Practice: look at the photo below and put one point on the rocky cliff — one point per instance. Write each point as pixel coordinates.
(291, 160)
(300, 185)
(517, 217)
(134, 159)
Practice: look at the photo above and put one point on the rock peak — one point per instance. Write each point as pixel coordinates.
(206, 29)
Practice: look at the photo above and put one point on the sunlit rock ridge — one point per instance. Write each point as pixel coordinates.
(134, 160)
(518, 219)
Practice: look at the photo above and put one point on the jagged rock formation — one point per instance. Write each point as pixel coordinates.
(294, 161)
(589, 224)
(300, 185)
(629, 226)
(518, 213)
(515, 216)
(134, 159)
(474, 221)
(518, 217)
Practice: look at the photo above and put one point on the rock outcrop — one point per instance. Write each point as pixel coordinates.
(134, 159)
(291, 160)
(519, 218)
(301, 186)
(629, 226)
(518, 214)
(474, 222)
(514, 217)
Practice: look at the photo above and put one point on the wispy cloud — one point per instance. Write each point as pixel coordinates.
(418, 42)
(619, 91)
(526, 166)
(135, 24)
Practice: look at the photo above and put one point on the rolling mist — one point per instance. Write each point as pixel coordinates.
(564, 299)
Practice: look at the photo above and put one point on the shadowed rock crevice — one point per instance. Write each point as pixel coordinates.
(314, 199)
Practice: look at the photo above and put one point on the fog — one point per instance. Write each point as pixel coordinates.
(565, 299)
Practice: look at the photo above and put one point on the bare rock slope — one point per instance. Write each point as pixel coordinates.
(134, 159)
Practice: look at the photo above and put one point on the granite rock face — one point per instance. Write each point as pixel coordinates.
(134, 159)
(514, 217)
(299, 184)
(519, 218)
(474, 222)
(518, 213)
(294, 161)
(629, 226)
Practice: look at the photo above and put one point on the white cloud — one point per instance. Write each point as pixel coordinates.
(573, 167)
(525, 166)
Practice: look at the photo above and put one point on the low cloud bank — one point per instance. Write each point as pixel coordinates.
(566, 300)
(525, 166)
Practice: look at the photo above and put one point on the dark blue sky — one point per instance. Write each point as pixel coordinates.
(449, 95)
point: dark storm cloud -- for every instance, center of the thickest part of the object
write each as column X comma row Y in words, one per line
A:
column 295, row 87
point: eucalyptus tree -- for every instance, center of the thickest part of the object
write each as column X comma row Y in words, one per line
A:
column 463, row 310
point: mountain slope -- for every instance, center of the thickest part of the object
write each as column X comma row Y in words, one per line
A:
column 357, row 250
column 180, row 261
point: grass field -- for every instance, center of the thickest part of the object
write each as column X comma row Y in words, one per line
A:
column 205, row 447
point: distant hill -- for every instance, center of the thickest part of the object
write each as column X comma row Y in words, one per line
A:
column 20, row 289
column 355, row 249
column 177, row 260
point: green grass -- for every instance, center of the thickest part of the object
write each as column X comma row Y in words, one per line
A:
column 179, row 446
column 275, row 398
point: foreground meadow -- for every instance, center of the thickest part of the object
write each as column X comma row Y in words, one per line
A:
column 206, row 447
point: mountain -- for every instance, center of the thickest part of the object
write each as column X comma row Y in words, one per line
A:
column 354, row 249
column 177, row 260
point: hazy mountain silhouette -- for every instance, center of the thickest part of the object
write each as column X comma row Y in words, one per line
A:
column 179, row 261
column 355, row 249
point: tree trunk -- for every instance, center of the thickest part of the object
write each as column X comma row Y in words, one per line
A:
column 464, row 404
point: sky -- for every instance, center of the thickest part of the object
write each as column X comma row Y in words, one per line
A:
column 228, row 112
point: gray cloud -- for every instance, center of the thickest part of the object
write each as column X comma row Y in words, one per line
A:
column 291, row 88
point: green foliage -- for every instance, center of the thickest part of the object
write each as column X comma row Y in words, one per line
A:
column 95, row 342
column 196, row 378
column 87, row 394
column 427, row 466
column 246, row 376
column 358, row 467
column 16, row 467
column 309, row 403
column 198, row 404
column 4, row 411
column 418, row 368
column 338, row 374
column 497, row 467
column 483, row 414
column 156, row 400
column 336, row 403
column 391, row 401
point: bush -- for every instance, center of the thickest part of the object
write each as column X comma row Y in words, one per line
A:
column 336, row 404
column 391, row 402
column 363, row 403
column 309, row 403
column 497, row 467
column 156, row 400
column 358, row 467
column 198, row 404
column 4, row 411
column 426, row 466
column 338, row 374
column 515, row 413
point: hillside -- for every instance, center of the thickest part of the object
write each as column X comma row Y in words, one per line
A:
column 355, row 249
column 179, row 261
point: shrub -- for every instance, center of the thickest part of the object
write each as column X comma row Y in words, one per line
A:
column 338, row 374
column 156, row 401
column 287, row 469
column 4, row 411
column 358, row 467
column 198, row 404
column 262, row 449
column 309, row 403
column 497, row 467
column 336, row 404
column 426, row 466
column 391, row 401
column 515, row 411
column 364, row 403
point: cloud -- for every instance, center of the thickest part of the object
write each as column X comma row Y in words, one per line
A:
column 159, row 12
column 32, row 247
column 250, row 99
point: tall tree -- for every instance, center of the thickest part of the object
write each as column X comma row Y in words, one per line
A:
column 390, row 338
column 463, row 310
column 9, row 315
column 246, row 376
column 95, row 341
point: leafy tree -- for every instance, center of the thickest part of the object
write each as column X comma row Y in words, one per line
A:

====

▶ **Task to carry out**: Exactly reproduce the lines beginning with the one that contains "point: cloud -- for" and ending with the last line of the material, both included. Leave out everything else.

▶ **Written solution**:
point: cloud -- for every instance, center of the thickest part of the object
write each as column X comma row Y in words, one per line
A:
column 159, row 12
column 32, row 247
column 250, row 99
point: tall tree -- for every instance, center of the thickest part of the object
write each as column X comma row Y in words, one per line
A:
column 390, row 338
column 463, row 310
column 9, row 315
column 246, row 376
column 95, row 341
point: leafy tree -- for every instance, center of the thickest part of the object
write each as column X comma row Y in words, one per line
A:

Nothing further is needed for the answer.